PROBLEM DETAILS
Using the passage about the payment arrangement, answer each question:
1. In which currency did the first respondent pay the sums to the people Mr Tome named?
2. What was the name of Mr Tome's company that received some of the payments?
3. Who administered Cardinal?

## start SOURCE

Mr Tome would then inform him of the rate of exchange he would
require
and, if he agreed to it, he would pay the required sum in
Zimbabwe dollars to whomsoever Mr Tome identified.
[16]
The first respondent agreed to this plan with alacrity. Pursuant
thereto he provided the required order forms from time to
time and,
in due course, was told by Mr Tome whom he should pay and how much in
Zim dollars. The majority of these payments were
deposited into what
purported to be a Reserve Bank account at the appellant bank,
although some were made to a company of Mr Tome’s
known as
Fourfort Enterprises and a few to other individuals. The appellant
would then pay the desired funds in US dollars to Cardinal
and,
pursuant to this, proof of such payment would be provided by Mr Tome
to the respondents by way of what is known as a swift
form. This the
respondents would send on to Baobab, the administrators of Cardinal,
for administration purposes in order for them
to verify that the
funds had been received by Cardinal in its Swiss bank account. When
that had been done, Baobab would be instructed
to make payments on
behalf of Cardinal to Haus’s suppliers.

## end SOURCE
## start DATASET RECORDS

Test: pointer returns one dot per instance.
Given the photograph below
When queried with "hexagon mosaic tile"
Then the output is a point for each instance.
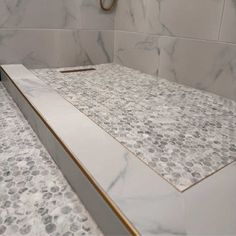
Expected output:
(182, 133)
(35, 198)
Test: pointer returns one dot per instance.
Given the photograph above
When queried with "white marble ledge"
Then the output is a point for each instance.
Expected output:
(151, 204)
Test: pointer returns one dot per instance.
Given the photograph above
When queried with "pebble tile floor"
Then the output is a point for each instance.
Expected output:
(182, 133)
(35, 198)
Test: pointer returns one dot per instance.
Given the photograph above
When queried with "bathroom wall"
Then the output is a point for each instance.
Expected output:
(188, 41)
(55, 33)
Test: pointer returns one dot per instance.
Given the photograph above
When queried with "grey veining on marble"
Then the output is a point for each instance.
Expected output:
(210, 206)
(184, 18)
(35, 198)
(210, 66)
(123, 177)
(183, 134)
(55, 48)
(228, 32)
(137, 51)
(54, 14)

## end DATASET RECORDS
## start DATASET RECORDS

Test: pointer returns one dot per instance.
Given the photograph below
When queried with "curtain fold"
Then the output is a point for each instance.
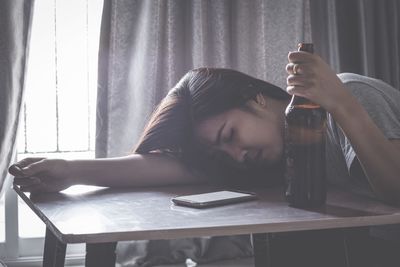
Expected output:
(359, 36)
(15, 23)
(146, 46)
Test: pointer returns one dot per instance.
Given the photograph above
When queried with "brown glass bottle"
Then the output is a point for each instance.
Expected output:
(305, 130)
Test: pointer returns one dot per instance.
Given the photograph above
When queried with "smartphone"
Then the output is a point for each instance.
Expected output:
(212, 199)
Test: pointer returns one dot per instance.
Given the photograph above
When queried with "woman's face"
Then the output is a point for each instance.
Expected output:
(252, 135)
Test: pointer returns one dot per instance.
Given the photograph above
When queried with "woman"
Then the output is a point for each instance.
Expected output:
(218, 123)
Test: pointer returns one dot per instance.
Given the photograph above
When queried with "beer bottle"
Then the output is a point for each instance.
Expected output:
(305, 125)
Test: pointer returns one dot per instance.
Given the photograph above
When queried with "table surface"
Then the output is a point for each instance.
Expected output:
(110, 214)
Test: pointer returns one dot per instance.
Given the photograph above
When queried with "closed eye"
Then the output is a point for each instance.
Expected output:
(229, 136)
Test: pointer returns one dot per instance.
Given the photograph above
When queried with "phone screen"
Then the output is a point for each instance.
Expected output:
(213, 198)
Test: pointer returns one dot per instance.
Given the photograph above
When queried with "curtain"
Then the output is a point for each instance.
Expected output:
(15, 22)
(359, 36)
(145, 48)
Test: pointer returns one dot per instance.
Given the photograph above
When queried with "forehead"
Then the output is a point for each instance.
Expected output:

## end DATASET RECORDS
## start DATASET RECORDS

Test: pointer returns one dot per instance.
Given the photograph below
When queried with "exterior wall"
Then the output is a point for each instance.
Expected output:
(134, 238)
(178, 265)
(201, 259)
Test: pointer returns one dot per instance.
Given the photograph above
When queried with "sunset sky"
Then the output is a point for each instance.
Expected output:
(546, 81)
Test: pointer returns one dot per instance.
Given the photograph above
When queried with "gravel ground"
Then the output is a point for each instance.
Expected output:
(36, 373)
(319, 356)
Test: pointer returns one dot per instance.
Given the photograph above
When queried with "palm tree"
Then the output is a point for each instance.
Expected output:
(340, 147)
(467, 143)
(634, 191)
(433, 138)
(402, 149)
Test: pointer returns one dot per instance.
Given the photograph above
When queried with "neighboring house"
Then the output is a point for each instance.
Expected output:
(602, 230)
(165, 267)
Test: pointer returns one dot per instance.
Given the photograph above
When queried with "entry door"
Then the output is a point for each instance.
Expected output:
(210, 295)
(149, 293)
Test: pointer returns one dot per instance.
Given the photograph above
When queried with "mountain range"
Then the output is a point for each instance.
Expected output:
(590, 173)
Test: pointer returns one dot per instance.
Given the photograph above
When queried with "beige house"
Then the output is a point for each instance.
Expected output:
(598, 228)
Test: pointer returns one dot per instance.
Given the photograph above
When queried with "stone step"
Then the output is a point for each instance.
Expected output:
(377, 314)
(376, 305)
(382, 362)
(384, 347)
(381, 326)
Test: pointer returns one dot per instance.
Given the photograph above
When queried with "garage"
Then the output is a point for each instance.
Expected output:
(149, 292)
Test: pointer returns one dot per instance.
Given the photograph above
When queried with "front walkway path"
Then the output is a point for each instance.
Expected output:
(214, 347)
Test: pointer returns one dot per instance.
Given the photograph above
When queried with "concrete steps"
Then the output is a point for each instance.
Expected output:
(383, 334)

## end DATASET RECORDS

EXERCISE ANSWER
1. Zimbabwe dollars
2. Fourfort Enterprises
3. Baobab